** Opening Material provided block **
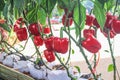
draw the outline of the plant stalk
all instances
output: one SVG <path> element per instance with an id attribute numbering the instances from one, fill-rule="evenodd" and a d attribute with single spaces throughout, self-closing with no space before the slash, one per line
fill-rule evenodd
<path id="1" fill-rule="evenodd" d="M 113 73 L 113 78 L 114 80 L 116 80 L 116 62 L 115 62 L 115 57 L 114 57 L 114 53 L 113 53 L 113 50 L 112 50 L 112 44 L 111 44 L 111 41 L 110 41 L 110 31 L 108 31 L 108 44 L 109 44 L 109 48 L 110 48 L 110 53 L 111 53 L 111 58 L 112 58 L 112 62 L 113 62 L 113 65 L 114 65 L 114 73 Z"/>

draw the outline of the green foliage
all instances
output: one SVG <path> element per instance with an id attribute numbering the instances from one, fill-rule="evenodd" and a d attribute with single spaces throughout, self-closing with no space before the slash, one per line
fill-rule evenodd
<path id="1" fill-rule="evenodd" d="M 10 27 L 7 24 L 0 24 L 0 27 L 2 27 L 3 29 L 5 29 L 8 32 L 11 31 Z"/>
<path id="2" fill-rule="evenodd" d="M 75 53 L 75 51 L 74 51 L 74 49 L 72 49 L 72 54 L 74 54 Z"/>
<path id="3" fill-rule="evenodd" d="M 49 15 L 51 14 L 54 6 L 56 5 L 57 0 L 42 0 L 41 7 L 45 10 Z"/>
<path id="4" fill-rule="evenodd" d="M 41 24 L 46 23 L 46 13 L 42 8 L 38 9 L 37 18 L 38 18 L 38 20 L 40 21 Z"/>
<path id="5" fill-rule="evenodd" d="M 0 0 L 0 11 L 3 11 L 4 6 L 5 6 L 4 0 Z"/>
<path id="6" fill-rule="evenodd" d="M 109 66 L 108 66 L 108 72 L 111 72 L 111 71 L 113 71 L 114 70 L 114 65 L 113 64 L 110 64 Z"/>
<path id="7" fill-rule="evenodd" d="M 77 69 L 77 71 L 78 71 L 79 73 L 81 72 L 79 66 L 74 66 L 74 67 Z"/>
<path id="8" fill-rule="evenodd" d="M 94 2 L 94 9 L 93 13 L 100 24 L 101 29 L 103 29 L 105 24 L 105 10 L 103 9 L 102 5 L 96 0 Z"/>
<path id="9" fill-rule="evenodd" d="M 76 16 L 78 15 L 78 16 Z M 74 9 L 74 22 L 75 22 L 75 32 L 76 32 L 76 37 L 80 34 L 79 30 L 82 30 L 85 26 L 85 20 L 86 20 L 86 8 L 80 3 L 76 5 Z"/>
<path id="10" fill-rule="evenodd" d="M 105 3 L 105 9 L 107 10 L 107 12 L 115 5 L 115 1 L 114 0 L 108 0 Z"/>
** Closing Material provided block **
__What the exercise asks__.
Everything in the entries above should be printed again exactly, apart from the pictures.

__Solved problem__.
draw the outline of the plant stalk
all instances
output: one SVG <path> element per instance with an id attribute numbering the instances from one, fill-rule="evenodd" and a d attribute with single spaces throughout, self-closing with no space before the slash, one per line
fill-rule evenodd
<path id="1" fill-rule="evenodd" d="M 113 73 L 113 78 L 114 80 L 116 80 L 116 62 L 115 62 L 115 57 L 114 57 L 114 53 L 113 53 L 113 50 L 112 50 L 112 44 L 111 44 L 111 41 L 110 41 L 110 31 L 108 31 L 108 44 L 109 44 L 109 48 L 110 48 L 110 53 L 111 53 L 111 58 L 112 58 L 112 62 L 113 62 L 113 65 L 114 65 L 114 73 Z"/>

draw the outline of the green foliage
all instances
output: one SVG <path> element per instance with an id attribute numbering the instances from one, fill-rule="evenodd" and a d attribute with single spaces throughout, self-closing with no space before the slash, one per line
fill-rule evenodd
<path id="1" fill-rule="evenodd" d="M 10 27 L 7 24 L 0 24 L 0 27 L 2 27 L 3 29 L 5 29 L 8 32 L 11 31 Z"/>
<path id="2" fill-rule="evenodd" d="M 75 53 L 75 51 L 74 51 L 74 49 L 72 49 L 72 54 L 74 54 Z"/>
<path id="3" fill-rule="evenodd" d="M 49 15 L 51 14 L 54 6 L 56 5 L 57 0 L 42 0 L 41 7 L 45 10 Z"/>
<path id="4" fill-rule="evenodd" d="M 41 24 L 46 23 L 46 13 L 42 8 L 38 9 L 37 18 L 38 18 L 38 20 L 40 21 Z"/>
<path id="5" fill-rule="evenodd" d="M 0 0 L 0 11 L 3 11 L 4 6 L 5 6 L 4 0 Z"/>
<path id="6" fill-rule="evenodd" d="M 109 66 L 108 66 L 108 72 L 111 72 L 111 71 L 113 71 L 114 70 L 114 65 L 113 64 L 110 64 Z"/>
<path id="7" fill-rule="evenodd" d="M 77 69 L 77 71 L 78 71 L 79 73 L 81 72 L 79 66 L 74 66 L 74 67 Z"/>
<path id="8" fill-rule="evenodd" d="M 94 2 L 94 9 L 93 13 L 100 24 L 101 29 L 103 29 L 105 24 L 105 10 L 103 9 L 102 5 L 96 0 Z"/>
<path id="9" fill-rule="evenodd" d="M 76 16 L 78 15 L 78 16 Z M 74 9 L 74 22 L 75 22 L 75 32 L 76 32 L 76 37 L 80 34 L 79 30 L 82 30 L 85 26 L 85 20 L 86 20 L 86 8 L 80 3 L 76 5 Z"/>
<path id="10" fill-rule="evenodd" d="M 105 3 L 105 9 L 107 10 L 107 12 L 115 5 L 115 1 L 114 0 L 108 0 Z"/>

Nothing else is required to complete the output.